Stated problem A:
Copy out the rows verbatim, starting at the line containing "Please spot the person" and ending at the line containing "point(1103, 182)", with both of those lines included, and output nothing else. Omit the pictures from your copy.

Page text:
>> begin
We now find the determinant \[\begin{aligned} \left|M-\lambda I\right| &= \begin{vmatrix}1-\lambda&1\\1/2&3/2-\lambda\end{vmatrix} = (1-\lambda)\left(\frac{3}{2}-\lambda\right) - \frac{1}{2} \\ &=\lambda^2-5\frac{\lambda }{2}+\frac{3}{2} - \frac{1}{2} = \lambda^2-5\frac{\lambda }{2}+1 \\ &= \frac{1}{2}\left(2\lambda^2 - 5\lambda + 2\right) = \frac{1}{2}(x-2)(2x-1). \end{aligned}\]

From the factored form, we can see easily that the eigenvalues are \[\lambda=2 \text{ and } \lambda=1/2.\]

Finding eigenvectors

Once you’ve got an eigenvalue, finding the corresponding eigenvectors boils down to solving the system \[A\vect{x} = \lambda \vect{x},\] where \(\lambda\) is now known. Equivalently, we find the null space of \(A-\lambda I\).
>> end
Data shown:
>> begin
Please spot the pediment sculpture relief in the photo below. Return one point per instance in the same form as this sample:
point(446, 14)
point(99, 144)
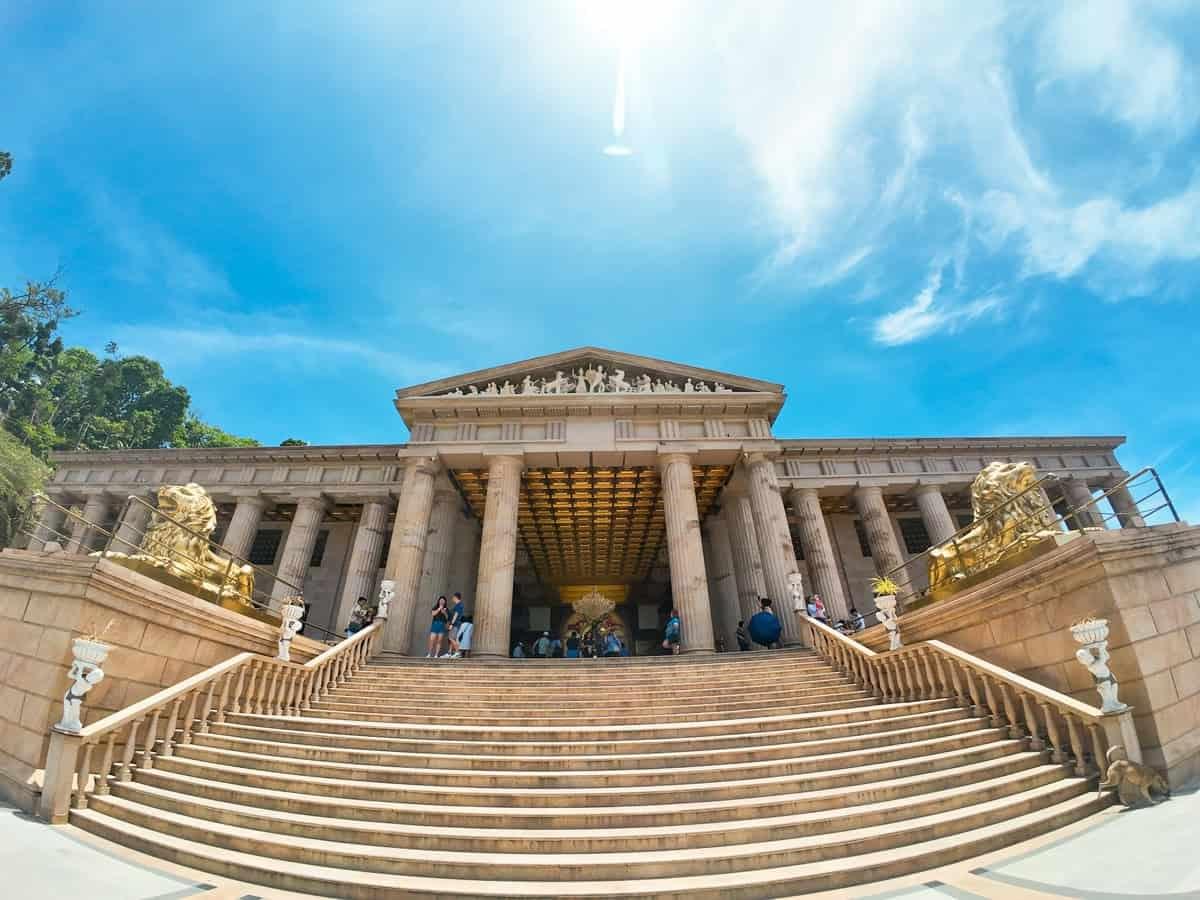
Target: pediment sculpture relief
>> end
>> begin
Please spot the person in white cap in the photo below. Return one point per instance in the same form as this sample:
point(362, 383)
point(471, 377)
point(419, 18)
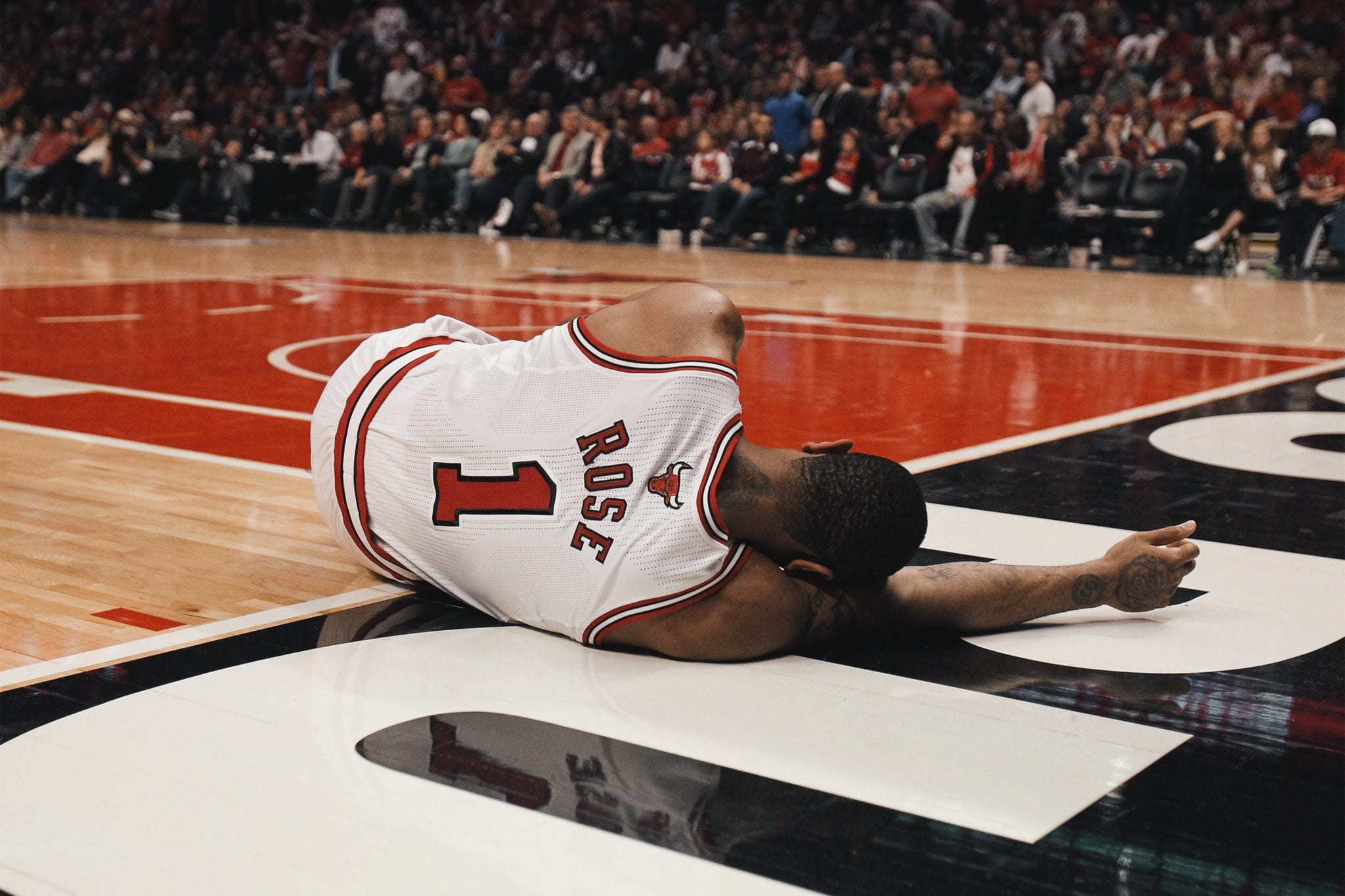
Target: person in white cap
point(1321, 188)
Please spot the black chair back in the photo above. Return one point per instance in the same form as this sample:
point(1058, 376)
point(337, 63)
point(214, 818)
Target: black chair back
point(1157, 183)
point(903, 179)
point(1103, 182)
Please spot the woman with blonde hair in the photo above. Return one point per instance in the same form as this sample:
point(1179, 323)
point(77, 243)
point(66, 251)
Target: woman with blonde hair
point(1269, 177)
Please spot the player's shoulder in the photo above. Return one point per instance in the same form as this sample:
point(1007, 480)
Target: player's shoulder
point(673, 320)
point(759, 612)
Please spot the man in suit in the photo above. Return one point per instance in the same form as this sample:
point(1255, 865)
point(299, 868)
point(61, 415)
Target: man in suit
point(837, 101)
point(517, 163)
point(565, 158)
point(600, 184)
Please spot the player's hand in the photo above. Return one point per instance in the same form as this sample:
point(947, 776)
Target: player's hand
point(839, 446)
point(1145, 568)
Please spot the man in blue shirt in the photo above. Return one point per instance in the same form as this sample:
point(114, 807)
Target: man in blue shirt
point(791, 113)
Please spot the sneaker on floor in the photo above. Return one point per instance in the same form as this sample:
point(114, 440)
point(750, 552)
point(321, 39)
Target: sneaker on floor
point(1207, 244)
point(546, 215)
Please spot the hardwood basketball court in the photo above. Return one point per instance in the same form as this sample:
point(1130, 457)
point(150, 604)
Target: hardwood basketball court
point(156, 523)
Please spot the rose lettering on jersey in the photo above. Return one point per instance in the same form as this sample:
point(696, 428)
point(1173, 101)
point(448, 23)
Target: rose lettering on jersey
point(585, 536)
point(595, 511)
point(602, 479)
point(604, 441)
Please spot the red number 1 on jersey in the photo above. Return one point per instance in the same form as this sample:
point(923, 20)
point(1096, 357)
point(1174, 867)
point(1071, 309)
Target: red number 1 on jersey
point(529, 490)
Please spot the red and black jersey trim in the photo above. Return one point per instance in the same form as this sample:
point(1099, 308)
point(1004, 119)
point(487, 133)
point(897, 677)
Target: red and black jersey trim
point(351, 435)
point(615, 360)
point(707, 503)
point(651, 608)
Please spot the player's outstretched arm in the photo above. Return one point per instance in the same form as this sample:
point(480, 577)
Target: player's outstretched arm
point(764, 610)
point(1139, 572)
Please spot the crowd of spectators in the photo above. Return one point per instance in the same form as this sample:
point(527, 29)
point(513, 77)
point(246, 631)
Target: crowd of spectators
>> end
>> begin
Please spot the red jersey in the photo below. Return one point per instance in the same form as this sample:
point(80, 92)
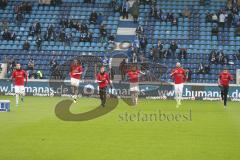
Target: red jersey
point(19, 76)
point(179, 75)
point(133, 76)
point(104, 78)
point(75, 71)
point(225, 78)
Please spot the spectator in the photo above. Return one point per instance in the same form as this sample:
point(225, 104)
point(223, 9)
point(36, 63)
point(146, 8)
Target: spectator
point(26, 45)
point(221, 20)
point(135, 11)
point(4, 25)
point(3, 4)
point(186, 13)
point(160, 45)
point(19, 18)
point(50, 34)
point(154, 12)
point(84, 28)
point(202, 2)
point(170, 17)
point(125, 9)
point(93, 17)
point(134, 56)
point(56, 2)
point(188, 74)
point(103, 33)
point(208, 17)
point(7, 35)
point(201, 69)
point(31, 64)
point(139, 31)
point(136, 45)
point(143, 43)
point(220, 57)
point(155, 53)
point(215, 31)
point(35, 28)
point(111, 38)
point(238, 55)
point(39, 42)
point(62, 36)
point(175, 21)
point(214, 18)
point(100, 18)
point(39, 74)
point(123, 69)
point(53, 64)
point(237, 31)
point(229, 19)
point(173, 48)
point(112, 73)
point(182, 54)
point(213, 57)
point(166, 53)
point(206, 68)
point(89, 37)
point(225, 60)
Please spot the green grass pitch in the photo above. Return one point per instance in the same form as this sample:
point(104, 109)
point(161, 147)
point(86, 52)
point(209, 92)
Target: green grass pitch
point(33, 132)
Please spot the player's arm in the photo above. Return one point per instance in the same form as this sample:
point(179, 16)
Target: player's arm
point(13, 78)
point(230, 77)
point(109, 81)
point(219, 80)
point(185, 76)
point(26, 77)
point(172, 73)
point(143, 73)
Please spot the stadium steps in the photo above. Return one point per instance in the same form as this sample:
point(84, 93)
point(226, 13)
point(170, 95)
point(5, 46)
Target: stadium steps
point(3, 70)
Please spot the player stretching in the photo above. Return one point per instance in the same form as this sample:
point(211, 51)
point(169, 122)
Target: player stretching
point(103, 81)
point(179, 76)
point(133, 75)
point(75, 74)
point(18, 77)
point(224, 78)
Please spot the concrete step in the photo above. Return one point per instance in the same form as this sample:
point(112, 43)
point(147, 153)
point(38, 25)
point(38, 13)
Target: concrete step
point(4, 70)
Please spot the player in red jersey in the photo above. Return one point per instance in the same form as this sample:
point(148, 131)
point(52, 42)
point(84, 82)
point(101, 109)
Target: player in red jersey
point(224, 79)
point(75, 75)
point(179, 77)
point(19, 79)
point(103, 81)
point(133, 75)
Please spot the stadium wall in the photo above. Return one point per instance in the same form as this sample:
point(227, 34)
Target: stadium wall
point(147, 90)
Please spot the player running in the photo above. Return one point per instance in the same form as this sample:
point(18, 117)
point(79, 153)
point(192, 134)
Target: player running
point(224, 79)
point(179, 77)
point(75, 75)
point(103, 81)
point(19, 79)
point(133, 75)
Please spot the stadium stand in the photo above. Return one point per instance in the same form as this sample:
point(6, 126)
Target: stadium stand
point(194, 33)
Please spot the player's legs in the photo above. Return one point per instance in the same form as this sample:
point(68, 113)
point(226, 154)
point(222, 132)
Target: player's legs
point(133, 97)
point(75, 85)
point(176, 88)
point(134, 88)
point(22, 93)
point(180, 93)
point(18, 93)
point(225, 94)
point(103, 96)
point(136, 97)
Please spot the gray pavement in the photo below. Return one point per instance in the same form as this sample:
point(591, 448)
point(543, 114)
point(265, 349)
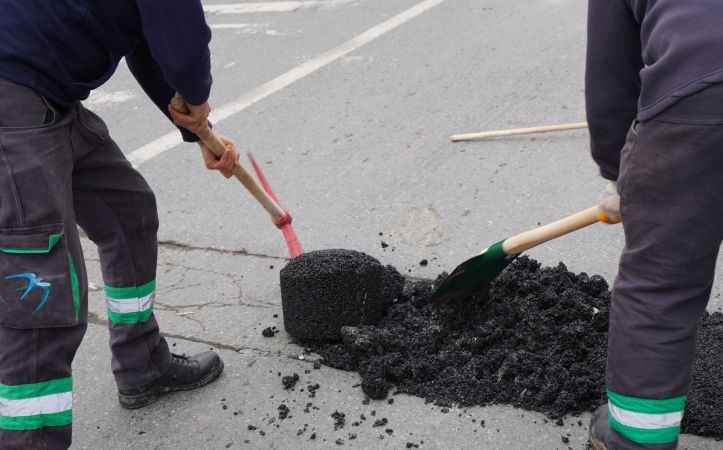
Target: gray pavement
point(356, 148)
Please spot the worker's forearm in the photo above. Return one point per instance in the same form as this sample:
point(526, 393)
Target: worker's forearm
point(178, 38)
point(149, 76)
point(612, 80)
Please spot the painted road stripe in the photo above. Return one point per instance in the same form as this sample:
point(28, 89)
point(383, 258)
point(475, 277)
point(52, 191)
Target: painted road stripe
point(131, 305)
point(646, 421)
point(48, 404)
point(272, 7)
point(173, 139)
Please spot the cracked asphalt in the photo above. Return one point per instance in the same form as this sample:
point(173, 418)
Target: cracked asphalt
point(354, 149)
>> end
Stated problem B:
According to the eigenvalue passage, what are the eigenvalues read off from the factored form?

Correct result A:
Please spot the person in white cap in the photo below. Return one point per instance in the same form as this sample:
point(362, 383)
point(471, 377)
point(419, 18)
Target: person in white cap
point(1321, 188)
Please spot the black chair back in the photo above. Return one point per instance in the same form as this sample:
point(1058, 376)
point(337, 63)
point(214, 818)
Target: black chair back
point(1157, 183)
point(903, 179)
point(1103, 182)

Correct result B:
λ = 2 and λ = 1/2.